### Given data
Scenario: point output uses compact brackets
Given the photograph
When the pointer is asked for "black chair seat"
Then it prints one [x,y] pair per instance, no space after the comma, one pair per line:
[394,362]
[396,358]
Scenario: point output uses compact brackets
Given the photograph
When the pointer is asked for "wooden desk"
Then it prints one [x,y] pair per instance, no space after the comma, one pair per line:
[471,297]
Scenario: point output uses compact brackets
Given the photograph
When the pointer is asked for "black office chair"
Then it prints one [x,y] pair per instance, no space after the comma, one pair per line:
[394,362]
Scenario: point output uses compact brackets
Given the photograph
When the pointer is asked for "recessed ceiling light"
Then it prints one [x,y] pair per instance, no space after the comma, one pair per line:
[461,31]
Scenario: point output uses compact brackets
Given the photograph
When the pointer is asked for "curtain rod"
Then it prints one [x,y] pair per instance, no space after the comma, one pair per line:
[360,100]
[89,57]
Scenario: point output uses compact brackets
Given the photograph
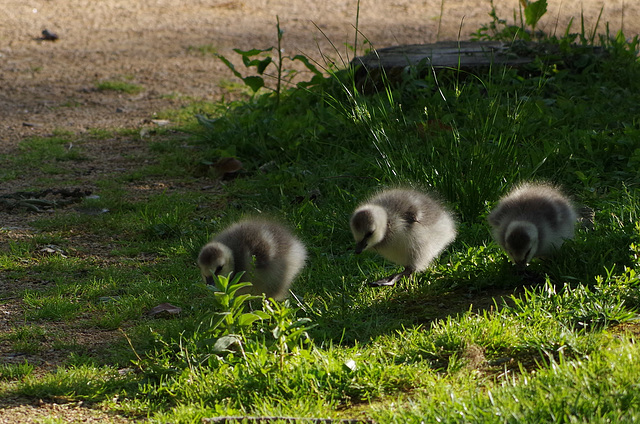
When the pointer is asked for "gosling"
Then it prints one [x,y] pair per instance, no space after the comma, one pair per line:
[269,254]
[407,227]
[533,220]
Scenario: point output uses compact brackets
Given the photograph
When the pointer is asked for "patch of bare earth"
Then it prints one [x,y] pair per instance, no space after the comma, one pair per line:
[51,85]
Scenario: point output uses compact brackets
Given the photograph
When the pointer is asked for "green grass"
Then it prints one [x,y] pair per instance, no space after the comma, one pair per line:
[469,340]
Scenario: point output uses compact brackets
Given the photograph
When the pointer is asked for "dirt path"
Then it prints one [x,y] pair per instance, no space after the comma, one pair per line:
[47,85]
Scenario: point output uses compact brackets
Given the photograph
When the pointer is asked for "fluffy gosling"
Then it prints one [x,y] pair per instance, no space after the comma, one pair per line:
[269,253]
[533,220]
[407,227]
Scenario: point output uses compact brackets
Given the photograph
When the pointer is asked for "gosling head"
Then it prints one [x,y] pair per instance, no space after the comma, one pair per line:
[215,259]
[521,241]
[369,226]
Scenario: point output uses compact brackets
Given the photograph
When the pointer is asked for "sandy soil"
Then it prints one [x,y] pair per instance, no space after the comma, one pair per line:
[48,85]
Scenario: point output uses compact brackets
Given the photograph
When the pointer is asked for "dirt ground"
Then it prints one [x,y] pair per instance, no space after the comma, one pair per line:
[51,85]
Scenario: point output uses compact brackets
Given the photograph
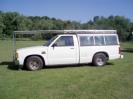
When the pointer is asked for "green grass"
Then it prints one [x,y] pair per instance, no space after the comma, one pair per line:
[113,81]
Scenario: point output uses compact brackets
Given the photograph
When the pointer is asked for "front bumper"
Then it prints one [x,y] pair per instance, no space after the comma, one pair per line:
[121,56]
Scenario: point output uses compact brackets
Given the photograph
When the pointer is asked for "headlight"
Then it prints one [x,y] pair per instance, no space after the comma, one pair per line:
[16,55]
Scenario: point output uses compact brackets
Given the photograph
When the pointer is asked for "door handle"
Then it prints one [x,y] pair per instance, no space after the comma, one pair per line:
[71,48]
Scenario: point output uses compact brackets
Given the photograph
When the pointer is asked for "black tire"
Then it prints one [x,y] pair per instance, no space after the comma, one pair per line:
[34,63]
[99,59]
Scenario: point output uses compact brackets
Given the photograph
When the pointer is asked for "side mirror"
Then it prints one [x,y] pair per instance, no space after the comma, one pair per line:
[54,45]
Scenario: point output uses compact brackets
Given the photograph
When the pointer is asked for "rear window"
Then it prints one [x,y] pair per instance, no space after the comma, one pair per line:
[111,40]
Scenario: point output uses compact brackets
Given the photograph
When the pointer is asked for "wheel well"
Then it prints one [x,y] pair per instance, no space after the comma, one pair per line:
[103,53]
[34,55]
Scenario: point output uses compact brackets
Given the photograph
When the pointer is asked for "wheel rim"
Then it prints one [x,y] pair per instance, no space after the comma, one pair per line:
[100,61]
[34,65]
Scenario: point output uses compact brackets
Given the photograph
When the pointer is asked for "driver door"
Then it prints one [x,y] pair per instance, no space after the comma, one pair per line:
[62,51]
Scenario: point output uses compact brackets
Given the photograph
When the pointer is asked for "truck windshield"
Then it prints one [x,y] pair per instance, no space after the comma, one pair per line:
[50,41]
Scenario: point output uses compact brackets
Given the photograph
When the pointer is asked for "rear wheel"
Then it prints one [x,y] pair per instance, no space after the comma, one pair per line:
[99,59]
[34,63]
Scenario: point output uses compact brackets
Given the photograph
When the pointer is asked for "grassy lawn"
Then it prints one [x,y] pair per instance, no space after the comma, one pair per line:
[113,81]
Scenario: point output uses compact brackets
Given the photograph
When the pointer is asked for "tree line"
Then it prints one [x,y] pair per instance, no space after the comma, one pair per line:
[13,21]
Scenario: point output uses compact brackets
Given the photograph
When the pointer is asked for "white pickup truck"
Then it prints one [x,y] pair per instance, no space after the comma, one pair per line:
[87,46]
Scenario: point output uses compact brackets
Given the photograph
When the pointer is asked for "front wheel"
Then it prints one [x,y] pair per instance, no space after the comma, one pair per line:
[99,59]
[34,63]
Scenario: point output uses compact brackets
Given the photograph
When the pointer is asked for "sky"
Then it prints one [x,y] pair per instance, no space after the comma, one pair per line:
[78,10]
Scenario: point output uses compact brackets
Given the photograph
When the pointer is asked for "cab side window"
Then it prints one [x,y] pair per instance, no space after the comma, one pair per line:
[99,40]
[86,40]
[64,41]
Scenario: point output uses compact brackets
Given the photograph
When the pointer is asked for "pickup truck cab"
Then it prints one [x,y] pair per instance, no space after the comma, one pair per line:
[95,46]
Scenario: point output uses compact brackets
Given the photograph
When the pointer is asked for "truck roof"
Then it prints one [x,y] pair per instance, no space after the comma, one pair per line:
[67,31]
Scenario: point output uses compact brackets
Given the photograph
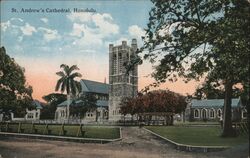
######
*Challenge*:
Count the lines above that contain the string "pickup". Reply with the number alone.

*Result of this exercise*:
2